EXERCISE A: Translate this sentence from the text on colinear points into Spanish: "There are $3+3+3+3$ sets of three colinear points with rise/run $\in {\pm 2, \pm 1/2}$."
EXERCISE B: List every rise/run value that the text on colinear points names, writing each sign separately.

QUOTED TEXT:
There are $2 \times 5 \times {5 \choose 3}$ horizontal or vertical sets of three colinear points. E.g.
.xxx. .....
..... ...x.
..... ...x.
..... .....
..... ...x.
There are $3+3+3+3$ sets of three colinear points with rise/run $\in {\pm 2, \pm 1/2}$.
x.... ..x..
..x.. .....
....x ...x.
..... .....
..... ....x
...x. .....
..... ....x
..x.. ..x..
..... x....
.x... .....
There are $2 \times {5 \choose 3}$ sets of three colinear points with rise/run $\in {\pm 1}$ along the main diagonal or main anti-diagonal.
x.... .....
.x... ...x.
..x.. ..x..
..... .....
..... x....

DATA ROWS:
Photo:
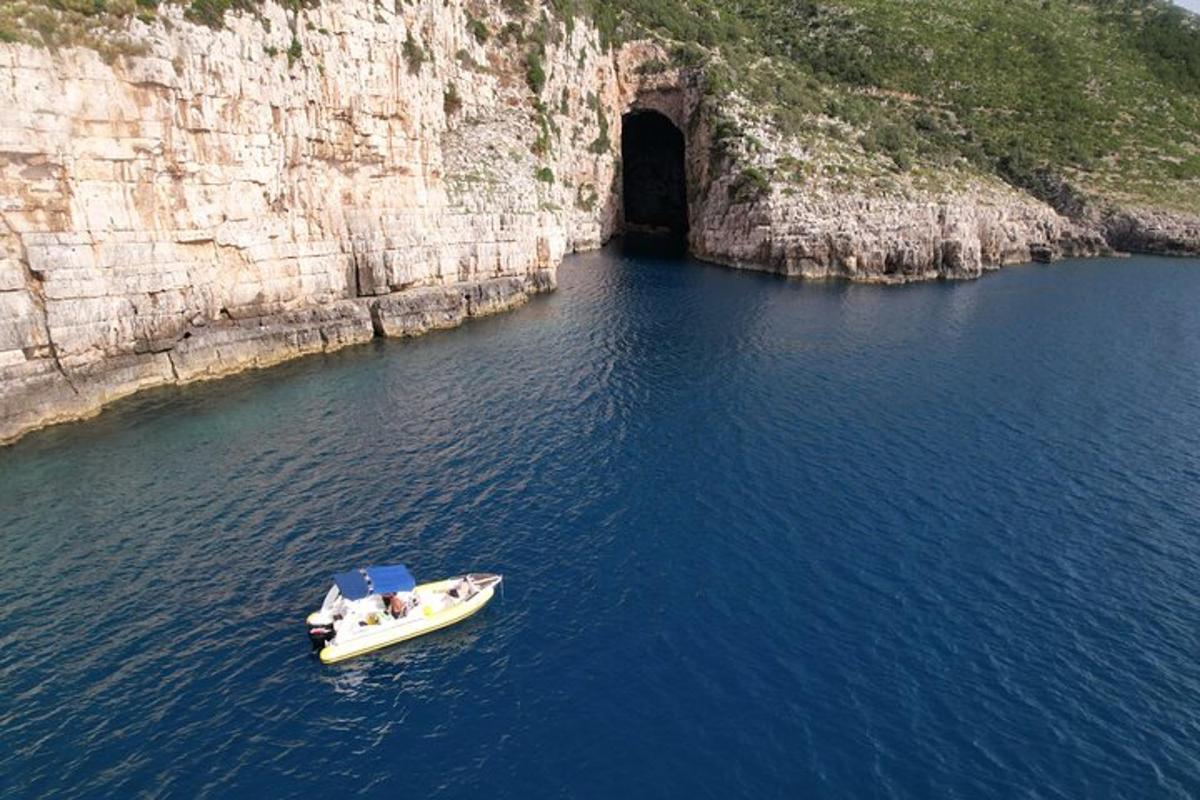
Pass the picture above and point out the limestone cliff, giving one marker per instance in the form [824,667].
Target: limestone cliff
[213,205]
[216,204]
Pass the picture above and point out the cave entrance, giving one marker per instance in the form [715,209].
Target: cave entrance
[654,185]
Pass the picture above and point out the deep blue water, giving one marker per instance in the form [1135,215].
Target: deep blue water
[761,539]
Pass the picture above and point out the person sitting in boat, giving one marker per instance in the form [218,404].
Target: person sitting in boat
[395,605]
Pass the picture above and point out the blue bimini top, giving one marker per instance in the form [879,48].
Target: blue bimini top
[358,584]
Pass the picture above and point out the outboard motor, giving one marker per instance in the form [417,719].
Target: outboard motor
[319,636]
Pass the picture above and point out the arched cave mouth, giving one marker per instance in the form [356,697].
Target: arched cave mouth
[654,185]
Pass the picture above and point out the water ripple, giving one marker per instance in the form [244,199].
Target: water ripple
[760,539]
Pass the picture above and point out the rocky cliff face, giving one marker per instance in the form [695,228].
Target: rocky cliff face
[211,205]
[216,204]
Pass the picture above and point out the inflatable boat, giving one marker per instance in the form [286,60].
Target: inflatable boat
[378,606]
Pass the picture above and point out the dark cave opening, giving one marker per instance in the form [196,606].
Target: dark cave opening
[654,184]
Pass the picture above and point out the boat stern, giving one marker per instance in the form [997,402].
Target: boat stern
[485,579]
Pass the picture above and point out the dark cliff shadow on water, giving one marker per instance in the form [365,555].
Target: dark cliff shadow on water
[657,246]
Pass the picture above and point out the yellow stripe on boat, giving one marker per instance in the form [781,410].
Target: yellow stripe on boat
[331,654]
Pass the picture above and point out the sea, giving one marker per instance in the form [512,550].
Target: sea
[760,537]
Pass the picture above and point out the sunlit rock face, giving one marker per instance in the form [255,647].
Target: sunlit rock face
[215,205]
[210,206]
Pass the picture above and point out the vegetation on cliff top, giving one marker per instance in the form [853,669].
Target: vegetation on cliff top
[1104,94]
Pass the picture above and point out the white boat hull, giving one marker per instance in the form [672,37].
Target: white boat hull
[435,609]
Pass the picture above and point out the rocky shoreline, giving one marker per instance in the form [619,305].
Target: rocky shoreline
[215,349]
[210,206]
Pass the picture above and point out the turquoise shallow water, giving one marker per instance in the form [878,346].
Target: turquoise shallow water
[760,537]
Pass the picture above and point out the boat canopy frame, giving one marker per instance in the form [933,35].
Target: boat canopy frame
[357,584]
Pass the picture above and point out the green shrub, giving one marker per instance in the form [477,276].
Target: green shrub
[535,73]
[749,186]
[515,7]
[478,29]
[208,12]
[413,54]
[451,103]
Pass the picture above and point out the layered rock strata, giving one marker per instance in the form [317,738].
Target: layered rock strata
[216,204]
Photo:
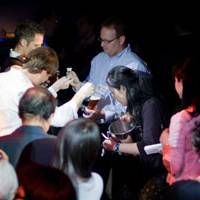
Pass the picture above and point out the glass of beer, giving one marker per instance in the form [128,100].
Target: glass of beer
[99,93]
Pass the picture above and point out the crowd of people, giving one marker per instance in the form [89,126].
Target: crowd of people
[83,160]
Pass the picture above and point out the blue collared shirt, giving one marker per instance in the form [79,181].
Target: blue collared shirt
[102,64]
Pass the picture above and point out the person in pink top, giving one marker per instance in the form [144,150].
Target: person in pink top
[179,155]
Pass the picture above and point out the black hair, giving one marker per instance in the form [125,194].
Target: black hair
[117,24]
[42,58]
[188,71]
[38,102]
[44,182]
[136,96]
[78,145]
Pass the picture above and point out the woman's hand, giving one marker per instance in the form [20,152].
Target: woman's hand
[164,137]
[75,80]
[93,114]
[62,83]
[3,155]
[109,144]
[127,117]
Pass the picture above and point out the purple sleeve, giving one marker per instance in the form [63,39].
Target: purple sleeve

--

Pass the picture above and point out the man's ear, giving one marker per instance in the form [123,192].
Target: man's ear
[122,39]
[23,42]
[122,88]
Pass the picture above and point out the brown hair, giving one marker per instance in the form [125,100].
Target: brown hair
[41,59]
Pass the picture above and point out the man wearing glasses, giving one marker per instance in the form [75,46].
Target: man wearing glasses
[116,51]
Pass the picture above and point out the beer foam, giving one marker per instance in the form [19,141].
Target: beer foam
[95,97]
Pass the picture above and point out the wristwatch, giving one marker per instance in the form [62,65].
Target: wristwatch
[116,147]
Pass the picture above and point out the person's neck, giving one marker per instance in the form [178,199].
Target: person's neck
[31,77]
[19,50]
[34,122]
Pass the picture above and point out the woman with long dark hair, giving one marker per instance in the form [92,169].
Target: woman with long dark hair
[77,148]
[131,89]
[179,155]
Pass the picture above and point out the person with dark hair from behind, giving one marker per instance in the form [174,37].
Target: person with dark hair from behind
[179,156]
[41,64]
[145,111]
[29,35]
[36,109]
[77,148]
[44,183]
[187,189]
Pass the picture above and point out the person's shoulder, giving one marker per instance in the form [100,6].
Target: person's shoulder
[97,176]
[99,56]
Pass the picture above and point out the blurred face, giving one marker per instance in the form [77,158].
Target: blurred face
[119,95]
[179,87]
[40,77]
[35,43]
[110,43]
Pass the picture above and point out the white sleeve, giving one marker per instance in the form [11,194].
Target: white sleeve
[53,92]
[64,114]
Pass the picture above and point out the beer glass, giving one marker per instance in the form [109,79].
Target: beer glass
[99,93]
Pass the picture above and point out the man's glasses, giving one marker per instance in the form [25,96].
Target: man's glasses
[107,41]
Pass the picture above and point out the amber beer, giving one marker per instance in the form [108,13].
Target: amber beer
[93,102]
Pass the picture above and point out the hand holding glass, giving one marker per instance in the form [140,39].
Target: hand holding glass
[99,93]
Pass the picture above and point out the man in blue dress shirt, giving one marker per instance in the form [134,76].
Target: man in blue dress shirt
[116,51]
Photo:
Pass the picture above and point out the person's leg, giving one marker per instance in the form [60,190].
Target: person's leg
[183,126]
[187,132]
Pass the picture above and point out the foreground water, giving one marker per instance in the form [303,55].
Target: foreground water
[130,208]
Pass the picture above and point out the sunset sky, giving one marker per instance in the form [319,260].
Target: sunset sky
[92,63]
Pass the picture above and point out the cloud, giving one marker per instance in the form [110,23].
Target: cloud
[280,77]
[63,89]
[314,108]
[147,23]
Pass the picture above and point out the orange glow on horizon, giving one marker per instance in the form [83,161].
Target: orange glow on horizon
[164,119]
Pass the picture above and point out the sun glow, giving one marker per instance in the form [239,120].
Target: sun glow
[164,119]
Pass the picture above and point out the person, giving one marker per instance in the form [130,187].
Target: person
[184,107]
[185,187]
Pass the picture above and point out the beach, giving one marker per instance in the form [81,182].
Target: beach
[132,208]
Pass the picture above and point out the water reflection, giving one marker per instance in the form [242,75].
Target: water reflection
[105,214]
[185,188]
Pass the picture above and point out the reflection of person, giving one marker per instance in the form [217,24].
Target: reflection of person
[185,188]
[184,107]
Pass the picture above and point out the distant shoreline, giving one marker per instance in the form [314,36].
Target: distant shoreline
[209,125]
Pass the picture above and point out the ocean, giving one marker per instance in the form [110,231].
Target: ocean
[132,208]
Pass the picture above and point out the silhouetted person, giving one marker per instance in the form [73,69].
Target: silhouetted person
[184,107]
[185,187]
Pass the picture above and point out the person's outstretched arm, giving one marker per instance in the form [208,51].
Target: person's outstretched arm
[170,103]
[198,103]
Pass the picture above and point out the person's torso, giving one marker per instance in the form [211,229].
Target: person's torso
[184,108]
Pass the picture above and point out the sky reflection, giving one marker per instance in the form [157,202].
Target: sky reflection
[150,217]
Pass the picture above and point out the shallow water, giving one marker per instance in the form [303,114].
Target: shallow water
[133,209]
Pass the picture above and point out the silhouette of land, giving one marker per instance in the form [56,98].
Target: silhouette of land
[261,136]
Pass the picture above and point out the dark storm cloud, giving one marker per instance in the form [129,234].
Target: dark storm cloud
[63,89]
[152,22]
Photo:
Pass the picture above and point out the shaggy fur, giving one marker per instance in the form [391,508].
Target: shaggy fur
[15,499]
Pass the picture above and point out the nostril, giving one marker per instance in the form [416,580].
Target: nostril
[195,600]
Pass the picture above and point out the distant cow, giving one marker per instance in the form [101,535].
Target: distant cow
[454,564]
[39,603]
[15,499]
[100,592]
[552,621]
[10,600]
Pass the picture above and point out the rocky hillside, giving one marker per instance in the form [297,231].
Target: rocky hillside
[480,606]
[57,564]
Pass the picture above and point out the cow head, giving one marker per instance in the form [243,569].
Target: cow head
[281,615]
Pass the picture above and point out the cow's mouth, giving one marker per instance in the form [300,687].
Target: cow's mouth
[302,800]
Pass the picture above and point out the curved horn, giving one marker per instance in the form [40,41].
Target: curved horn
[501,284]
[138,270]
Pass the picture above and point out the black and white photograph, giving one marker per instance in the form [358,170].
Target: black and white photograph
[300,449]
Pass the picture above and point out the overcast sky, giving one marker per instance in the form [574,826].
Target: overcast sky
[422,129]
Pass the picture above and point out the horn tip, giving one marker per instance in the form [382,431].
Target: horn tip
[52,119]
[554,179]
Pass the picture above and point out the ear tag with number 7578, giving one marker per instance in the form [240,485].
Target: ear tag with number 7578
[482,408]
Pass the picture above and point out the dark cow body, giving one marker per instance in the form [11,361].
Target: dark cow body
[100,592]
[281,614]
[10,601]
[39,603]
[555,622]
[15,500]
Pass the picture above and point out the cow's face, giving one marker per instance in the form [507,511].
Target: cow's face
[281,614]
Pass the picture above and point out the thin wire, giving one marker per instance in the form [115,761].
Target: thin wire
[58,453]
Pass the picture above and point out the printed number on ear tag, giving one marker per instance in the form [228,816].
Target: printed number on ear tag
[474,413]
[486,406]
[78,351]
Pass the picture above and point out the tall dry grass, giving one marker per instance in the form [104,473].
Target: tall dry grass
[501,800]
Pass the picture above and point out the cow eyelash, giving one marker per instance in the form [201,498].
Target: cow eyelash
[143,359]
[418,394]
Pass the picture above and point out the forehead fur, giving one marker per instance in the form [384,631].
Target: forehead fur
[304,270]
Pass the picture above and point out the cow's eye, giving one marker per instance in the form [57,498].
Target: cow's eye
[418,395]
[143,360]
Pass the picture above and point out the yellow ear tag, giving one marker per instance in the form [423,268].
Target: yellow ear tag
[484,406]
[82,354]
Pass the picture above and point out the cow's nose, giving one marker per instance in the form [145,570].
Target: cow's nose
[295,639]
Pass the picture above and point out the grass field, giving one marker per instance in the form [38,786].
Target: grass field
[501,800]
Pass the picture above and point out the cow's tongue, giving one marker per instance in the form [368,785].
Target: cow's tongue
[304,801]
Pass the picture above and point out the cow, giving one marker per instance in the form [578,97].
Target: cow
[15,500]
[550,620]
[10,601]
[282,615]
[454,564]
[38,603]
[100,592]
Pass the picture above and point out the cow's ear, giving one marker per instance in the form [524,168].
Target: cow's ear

--

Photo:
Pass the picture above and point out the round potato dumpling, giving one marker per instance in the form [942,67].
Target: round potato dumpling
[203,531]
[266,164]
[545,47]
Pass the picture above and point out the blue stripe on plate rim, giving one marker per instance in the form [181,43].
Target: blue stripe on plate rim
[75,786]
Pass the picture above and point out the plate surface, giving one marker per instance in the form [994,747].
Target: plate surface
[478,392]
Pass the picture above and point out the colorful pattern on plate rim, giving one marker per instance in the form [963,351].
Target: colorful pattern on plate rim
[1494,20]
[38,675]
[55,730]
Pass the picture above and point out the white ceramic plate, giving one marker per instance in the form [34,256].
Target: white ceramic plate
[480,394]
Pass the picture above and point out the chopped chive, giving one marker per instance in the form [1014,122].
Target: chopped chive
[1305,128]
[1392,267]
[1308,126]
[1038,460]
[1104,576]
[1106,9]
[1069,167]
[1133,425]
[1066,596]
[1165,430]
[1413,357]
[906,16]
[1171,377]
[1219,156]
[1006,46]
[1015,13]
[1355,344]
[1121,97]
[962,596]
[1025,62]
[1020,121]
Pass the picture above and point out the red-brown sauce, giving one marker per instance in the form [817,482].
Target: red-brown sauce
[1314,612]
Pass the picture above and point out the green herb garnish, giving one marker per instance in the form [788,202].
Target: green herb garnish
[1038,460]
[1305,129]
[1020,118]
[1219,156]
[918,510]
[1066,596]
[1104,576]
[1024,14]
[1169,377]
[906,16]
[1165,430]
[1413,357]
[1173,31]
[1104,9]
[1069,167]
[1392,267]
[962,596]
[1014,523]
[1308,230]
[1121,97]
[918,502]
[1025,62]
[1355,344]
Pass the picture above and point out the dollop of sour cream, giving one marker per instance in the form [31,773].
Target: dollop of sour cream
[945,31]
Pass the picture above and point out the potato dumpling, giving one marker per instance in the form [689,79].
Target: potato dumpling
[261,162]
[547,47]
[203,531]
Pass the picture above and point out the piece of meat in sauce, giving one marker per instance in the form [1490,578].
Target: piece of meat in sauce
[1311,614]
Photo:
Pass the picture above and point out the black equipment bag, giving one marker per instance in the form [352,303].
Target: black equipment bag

EXERCISE SOLUTION A: Hay $3+3+3+3$ conjuntos de tres puntos colineales con elevación/avance $\in {\pm 2, \pm 1/2}$.

EXERCISE SOLUTION B: 2, −2, 1/2, −1/2, 1, −1